++++ Fragment ++++

Fietsen en motorfietsen[bewerken | brontekst bewerken]

Grande Semaine d'Aviation, Reims 1909
Glenn Hammond Curtiss op zijn V8 recordmachine
Curtiss NC-4

Vanaf 1901 verschenen er steeds meer motorfietsen, die zijn interesse wekten. In 1902 kregen Curtiss en zijn vrouw een zoon, Carlton, hij had echter een hartprobleem en overleed kort voor zijn eerste verjaardag.[1] In 1902 bouwde Curtiss al zijn eigen motorfietsen met een zelf ontwikkelde eencilinder motor. Zijn zelfbedachte carburateur was gemaakt van een soepblik waarop een metalen gaasje was aangebracht. Door capillaire werking werd de benzine omhooggebracht. In 1903 vestigde hij al een wereldsnelheidsrecord op land met 103 km/h over de mijl. In 1904 vernederde Curtiss met zijn nieuwe tweecilinder de coureurs van Indian in een betrouwbaarheidsrit van New York naar Cambridge (Maryland). Dat bracht E.H. Corson van Indian er toe een bezoek te brengen aan Hammondsport. Daar zag hij tot zijn verbazing dat de hele "motorfietsfabriek" was gevestigd in een achterkamer van de rijwielhandel.

In 1907 vestigde Curtiss een onofficieel wereldrecord van 219,450 km/h met een V8-kop/zijklepmotor van 4000 cc en 40 pk. De motor had hij ontworpen voor gebruik in een luchtschip, maar om hem te testen had hij hem in een frame gebouwd en een vier mijl lange strook van het strand van Daytona Beach laten verharden. Hij had geen officials uitgenodigd, zodat het record nooit erkend werd, maar het Velocity Museum in Daytona beschikt over schriftelijke bewijzen. Het record werd pas in 1930 gebroken. De motorfiets staat in het Smithsonian Instituut.

Vliegtuigmotoren[bewerken | brontekst bewerken]

Vanaf 1904 leverde Curtiss de motoren voor de luchtschippionier Tom Baldwin. Diens "California Arrow", voorzien van een Curtiss V-twinmotor van 9 pk, werd het eerste succesvolle luchtschip in Amerika. In 1907 werd Curtiss benaderd door Alexander Graham Bell om een motor te bouwen voor experimenten met "machines zwaarder dan lucht". Bell beschouwde Curtiss als de beste expert op het gebied van motoren in het land. Curtiss trad toe tot de Aerial Experiment Association (AEA), een onderzoeksgroep voor de bouw van vliegtuigen die door Bell was opgezet in Beinn Bhreagh (Nova Scotia). In de twee volgende jaren bouwde de AEA vier vliegtuigen, waarbij steeds verbeteringen werden aangebracht.

++++

[Opdrachten]
A. Noem alle personen behalve Curtiss die in het fragment over Curtiss bij naam worden genoemd.
B. Waarvan was de carburateur gemaakt die Curtiss volgens het fragment over Curtiss zelf had bedacht?

++++ Aangeleverde gegevens ++++

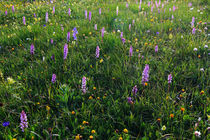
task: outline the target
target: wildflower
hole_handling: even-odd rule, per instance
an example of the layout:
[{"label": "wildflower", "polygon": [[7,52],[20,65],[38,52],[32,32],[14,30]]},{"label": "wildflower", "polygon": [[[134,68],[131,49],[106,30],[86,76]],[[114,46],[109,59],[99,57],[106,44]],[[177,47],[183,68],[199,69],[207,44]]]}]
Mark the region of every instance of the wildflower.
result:
[{"label": "wildflower", "polygon": [[201,132],[195,131],[195,132],[194,132],[194,135],[195,135],[196,137],[200,137],[200,136],[201,136]]},{"label": "wildflower", "polygon": [[194,27],[195,17],[192,17],[191,27]]},{"label": "wildflower", "polygon": [[70,32],[67,33],[67,42],[70,41]]},{"label": "wildflower", "polygon": [[15,12],[15,7],[14,7],[14,5],[12,6],[12,12],[13,12],[13,13]]},{"label": "wildflower", "polygon": [[208,45],[205,45],[204,48],[208,48]]},{"label": "wildflower", "polygon": [[131,24],[129,24],[129,31],[131,31]]},{"label": "wildflower", "polygon": [[184,112],[184,111],[185,111],[185,108],[181,107],[180,110],[181,110],[182,112]]},{"label": "wildflower", "polygon": [[99,58],[100,48],[99,46],[96,47],[96,58]]},{"label": "wildflower", "polygon": [[99,62],[102,63],[103,61],[104,61],[104,60],[101,58]]},{"label": "wildflower", "polygon": [[86,77],[82,78],[82,92],[86,93]]},{"label": "wildflower", "polygon": [[155,46],[155,52],[158,52],[158,45]]},{"label": "wildflower", "polygon": [[90,135],[90,136],[89,136],[89,139],[90,139],[90,140],[92,140],[92,139],[93,139],[93,136],[92,136],[92,135]]},{"label": "wildflower", "polygon": [[53,6],[53,12],[52,12],[53,14],[55,14],[55,7]]},{"label": "wildflower", "polygon": [[4,127],[7,127],[7,126],[9,126],[9,122],[3,122],[2,125],[3,125]]},{"label": "wildflower", "polygon": [[142,83],[143,85],[145,85],[145,83],[148,82],[148,81],[149,81],[149,65],[146,64],[146,65],[145,65],[145,68],[144,68],[144,71],[143,71],[143,73],[142,73],[142,80],[141,80],[141,83]]},{"label": "wildflower", "polygon": [[71,9],[70,8],[69,8],[68,14],[69,14],[69,16],[71,16]]},{"label": "wildflower", "polygon": [[121,38],[122,43],[125,44],[125,38]]},{"label": "wildflower", "polygon": [[22,111],[21,114],[20,114],[20,121],[21,121],[20,122],[20,128],[24,132],[24,129],[28,128],[27,116],[26,116],[26,113],[24,111]]},{"label": "wildflower", "polygon": [[77,28],[74,27],[74,29],[73,29],[73,37],[74,37],[74,40],[77,40],[77,36],[76,36],[77,34],[78,34]]},{"label": "wildflower", "polygon": [[99,15],[101,15],[101,8],[99,8],[98,12],[99,12]]},{"label": "wildflower", "polygon": [[192,34],[195,34],[195,28],[193,28],[193,30],[192,30]]},{"label": "wildflower", "polygon": [[11,77],[8,77],[7,78],[7,82],[8,82],[9,85],[11,85],[11,84],[14,84],[15,83],[15,80],[12,79]]},{"label": "wildflower", "polygon": [[48,12],[46,12],[46,15],[45,15],[45,22],[46,23],[48,22]]},{"label": "wildflower", "polygon": [[174,118],[174,114],[170,114],[170,118]]},{"label": "wildflower", "polygon": [[97,24],[95,24],[94,29],[97,30]]},{"label": "wildflower", "polygon": [[68,54],[68,45],[65,44],[64,49],[63,49],[63,59],[64,60],[67,58],[67,54]]},{"label": "wildflower", "polygon": [[56,82],[56,75],[55,74],[52,75],[52,80],[51,81],[52,81],[53,84]]},{"label": "wildflower", "polygon": [[166,126],[163,125],[162,128],[161,128],[161,130],[165,131],[166,130]]},{"label": "wildflower", "polygon": [[103,38],[104,37],[104,27],[101,29],[101,37]]},{"label": "wildflower", "polygon": [[171,82],[172,82],[172,75],[169,74],[169,75],[168,75],[168,84],[171,84]]},{"label": "wildflower", "polygon": [[128,97],[127,100],[128,100],[129,104],[133,104],[133,101],[132,101],[131,97]]},{"label": "wildflower", "polygon": [[79,134],[76,135],[75,140],[80,140]]},{"label": "wildflower", "polygon": [[126,2],[126,8],[128,8],[128,3]]},{"label": "wildflower", "polygon": [[201,92],[200,92],[200,95],[203,95],[204,94],[204,91],[202,90]]},{"label": "wildflower", "polygon": [[30,53],[31,55],[34,55],[34,44],[31,44]]},{"label": "wildflower", "polygon": [[53,44],[53,39],[50,39],[50,43]]},{"label": "wildflower", "polygon": [[92,97],[92,96],[90,96],[88,99],[89,99],[89,100],[92,100],[92,99],[93,99],[93,97]]},{"label": "wildflower", "polygon": [[92,131],[91,131],[91,133],[92,133],[92,134],[95,134],[95,133],[96,133],[96,131],[95,131],[95,130],[92,130]]},{"label": "wildflower", "polygon": [[133,95],[136,96],[136,93],[138,92],[137,85],[135,85],[132,89]]},{"label": "wildflower", "polygon": [[128,133],[128,129],[126,129],[126,128],[123,129],[123,132],[124,132],[124,133]]},{"label": "wildflower", "polygon": [[50,111],[50,107],[47,105],[46,106],[46,110],[49,112]]},{"label": "wildflower", "polygon": [[23,16],[23,24],[26,25],[26,18]]},{"label": "wildflower", "polygon": [[123,32],[120,33],[120,38],[123,38]]},{"label": "wildflower", "polygon": [[87,10],[85,10],[85,18],[87,19]]},{"label": "wildflower", "polygon": [[89,11],[89,21],[91,21],[91,11]]}]

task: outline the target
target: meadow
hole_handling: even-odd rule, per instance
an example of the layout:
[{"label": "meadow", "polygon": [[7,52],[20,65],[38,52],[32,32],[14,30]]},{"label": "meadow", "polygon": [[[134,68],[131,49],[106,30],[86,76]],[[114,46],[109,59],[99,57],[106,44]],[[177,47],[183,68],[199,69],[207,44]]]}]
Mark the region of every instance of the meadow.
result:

++++

[Volledige antwoorden]
A. Carlton, E.H. Corson, Tom Baldwin, Alexander Graham Bell

B. Van een soepblik waarop een metalen gaasje was aangebracht.